# Provided text
▽

UBA, which links a network of employer-benefits agencies across the country, found in 2010 surveys that roughly 12 percent of employers with fewer than 200 workers have self-funded plans, but more are showing interest in them since the passage of the health reform law a year ago.

Among all companies surveyed by UBA last year, 12 percent of employers want to switch to self-funding someday.

“Self-funded plans will become more common and provide more control,” said Jeff Hadden, a partner of Indianapolis-based LHD Benefits, also known as LoCascio Hadden & Dennis LLC, in the UBA report.

A self-funded health benefits plan requires an employer to pay its workers’ medical claims rather than paying an insurance company to handle them. Self-funded means a company bears the risk of really large claims. Therefore, many self-funded employers buy stop-loss insurance that kicks in for large one-time bills or when overall claims reach a high threshold.

Employers like self-funded plans because the costs can be less, but the drawback is costs can be unpredictable.

The new law tries to hold down prices for all firms by requiring insurers to spend at least 80 percent of premiums on health benefits, something called a minimum medical-loss ratio. Also, the new health reform law will no longer allow health insurers selling fully funded coverage to price their policies based on the health status of an employers’ workers. For health plans covering fewer than 100 people, insurers will be able to adjust prices only for age, tobacco use, family versus self-coverage and region.

This so-called “community rating system” will benefit employers with unhealthy workers. However, the new rules likely will raise costs for companies with healthy workers. Also, because community rating sets prices based on a pool of employers in one geographic region, efforts by individual companies to use wellness programs to improve their workers’ health would have minimal effect on the cost of coverage.

“The sickest groups will remain fully funded and rely on community rates and mandated medical-loss ratios,” said Hadden at LHD Benefits. He added, “If groups are self-funded with appropriate levels of protection in place, they have more control over their costs and don’t have to be driven by the community rate.”

Stop-loss insurers, recognizing the growing interest from small firms, recently started offering coverage for employers with as few as 25 workers, Hadden noted.

△

# Material supplied
▽

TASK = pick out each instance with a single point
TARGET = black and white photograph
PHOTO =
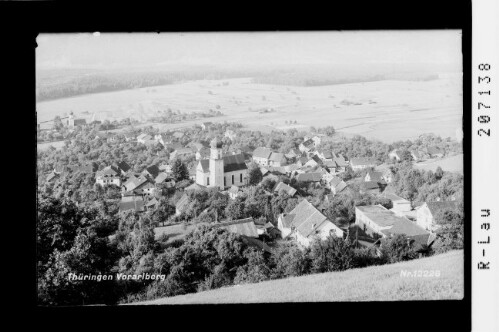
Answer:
(249, 167)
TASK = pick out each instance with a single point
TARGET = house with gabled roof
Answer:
(52, 176)
(108, 176)
(427, 213)
(395, 155)
(374, 176)
(234, 191)
(362, 163)
(182, 205)
(142, 138)
(282, 187)
(434, 152)
(311, 177)
(277, 159)
(182, 153)
(379, 222)
(307, 146)
(305, 223)
(261, 156)
(134, 203)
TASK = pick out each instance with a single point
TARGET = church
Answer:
(221, 171)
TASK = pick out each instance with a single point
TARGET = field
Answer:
(375, 283)
(450, 164)
(385, 110)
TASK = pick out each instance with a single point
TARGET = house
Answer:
(109, 175)
(400, 205)
(181, 153)
(261, 156)
(151, 171)
(147, 187)
(164, 178)
(182, 205)
(133, 182)
(243, 227)
(362, 163)
(434, 152)
(395, 155)
(206, 125)
(305, 222)
(370, 187)
(379, 222)
(71, 122)
(325, 154)
(122, 166)
(203, 153)
(282, 187)
(293, 154)
(234, 192)
(142, 138)
(428, 211)
(153, 204)
(307, 146)
(340, 162)
(178, 134)
(314, 161)
(131, 203)
(310, 177)
(221, 171)
(52, 177)
(230, 134)
(277, 159)
(336, 185)
(388, 176)
(374, 176)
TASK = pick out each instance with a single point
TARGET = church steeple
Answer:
(216, 165)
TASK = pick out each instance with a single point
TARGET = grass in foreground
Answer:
(374, 283)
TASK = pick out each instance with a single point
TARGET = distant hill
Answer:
(375, 283)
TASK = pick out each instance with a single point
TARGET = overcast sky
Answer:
(254, 48)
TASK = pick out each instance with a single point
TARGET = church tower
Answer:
(216, 165)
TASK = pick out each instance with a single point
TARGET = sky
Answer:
(248, 48)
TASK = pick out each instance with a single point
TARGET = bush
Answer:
(332, 254)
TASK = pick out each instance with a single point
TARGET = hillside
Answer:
(375, 283)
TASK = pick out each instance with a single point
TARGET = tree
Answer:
(331, 254)
(254, 174)
(179, 171)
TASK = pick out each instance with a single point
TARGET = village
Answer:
(231, 172)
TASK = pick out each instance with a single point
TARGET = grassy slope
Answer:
(375, 283)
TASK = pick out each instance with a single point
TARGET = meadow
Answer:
(374, 283)
(387, 110)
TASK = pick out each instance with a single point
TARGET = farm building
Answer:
(282, 187)
(310, 177)
(428, 211)
(378, 222)
(135, 203)
(362, 163)
(109, 175)
(221, 171)
(305, 222)
(374, 176)
(277, 159)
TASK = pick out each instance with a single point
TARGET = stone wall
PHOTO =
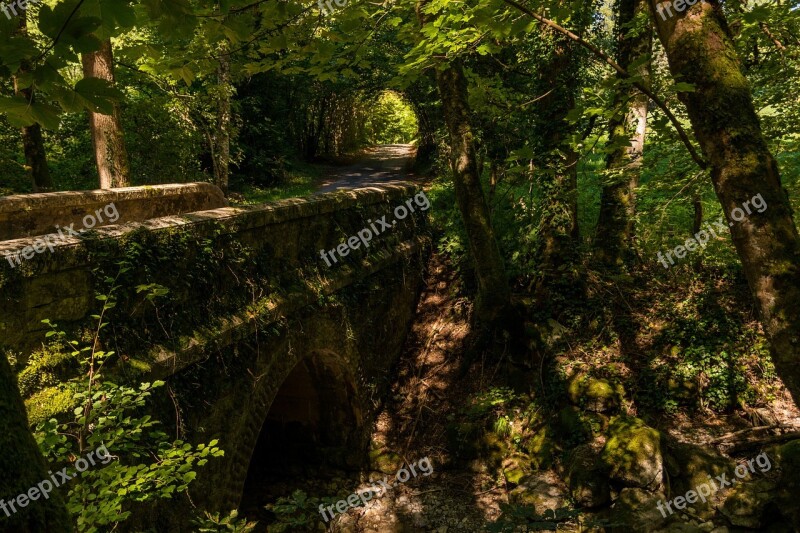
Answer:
(225, 303)
(26, 215)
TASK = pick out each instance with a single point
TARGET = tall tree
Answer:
(557, 167)
(221, 138)
(615, 226)
(24, 469)
(494, 297)
(32, 143)
(701, 52)
(108, 140)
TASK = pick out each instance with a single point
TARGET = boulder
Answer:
(632, 454)
(595, 394)
(543, 492)
(637, 510)
(587, 483)
(745, 505)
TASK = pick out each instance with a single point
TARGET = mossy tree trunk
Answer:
(615, 226)
(22, 468)
(108, 140)
(32, 142)
(701, 52)
(221, 148)
(494, 297)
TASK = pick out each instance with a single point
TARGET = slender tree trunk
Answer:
(32, 143)
(615, 227)
(108, 140)
(700, 51)
(494, 297)
(222, 133)
(23, 468)
(558, 228)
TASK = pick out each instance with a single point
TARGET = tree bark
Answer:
(701, 52)
(558, 228)
(23, 468)
(108, 140)
(222, 135)
(494, 296)
(615, 226)
(32, 142)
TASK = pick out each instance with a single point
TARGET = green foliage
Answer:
(391, 120)
(298, 512)
(215, 523)
(517, 517)
(148, 464)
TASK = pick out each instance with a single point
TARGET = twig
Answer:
(732, 434)
(766, 440)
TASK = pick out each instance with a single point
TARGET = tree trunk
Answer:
(701, 52)
(615, 226)
(23, 468)
(107, 137)
(32, 143)
(494, 297)
(222, 135)
(558, 175)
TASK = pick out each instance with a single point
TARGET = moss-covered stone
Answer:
(46, 368)
(386, 461)
(595, 394)
(49, 403)
(632, 453)
(516, 467)
(587, 483)
(690, 466)
(543, 493)
(541, 447)
(637, 510)
(22, 466)
(746, 504)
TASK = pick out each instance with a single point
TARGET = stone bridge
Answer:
(262, 344)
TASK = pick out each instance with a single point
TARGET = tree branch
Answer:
(622, 73)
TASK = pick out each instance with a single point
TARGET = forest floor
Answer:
(628, 332)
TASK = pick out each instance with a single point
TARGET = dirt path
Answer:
(378, 166)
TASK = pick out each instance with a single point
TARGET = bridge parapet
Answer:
(227, 305)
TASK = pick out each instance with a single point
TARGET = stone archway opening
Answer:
(313, 430)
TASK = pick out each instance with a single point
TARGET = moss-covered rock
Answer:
(637, 510)
(541, 447)
(745, 506)
(515, 468)
(595, 394)
(572, 427)
(632, 453)
(384, 460)
(587, 483)
(46, 368)
(49, 403)
(787, 459)
(541, 492)
(690, 466)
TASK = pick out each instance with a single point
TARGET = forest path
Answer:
(378, 165)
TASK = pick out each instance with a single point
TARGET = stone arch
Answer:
(314, 418)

△

# Prompt 1
Under the new law described in the provided text on self-funded health plans, what minimum share of premiums must insurers spend on health benefits?
# Prompt 2
Copy out the portion of the provided text on self-funded health plans starting with "Stop-loss insurers, recognizing" and going on through "workers, Hadden noted.".

# Exercise solution 1
At least 80 percent of premiums.

# Exercise solution 2
Stop-loss insurers, recognizing the growing interest from small firms, recently started offering coverage for employers with as few as 25 workers, Hadden noted.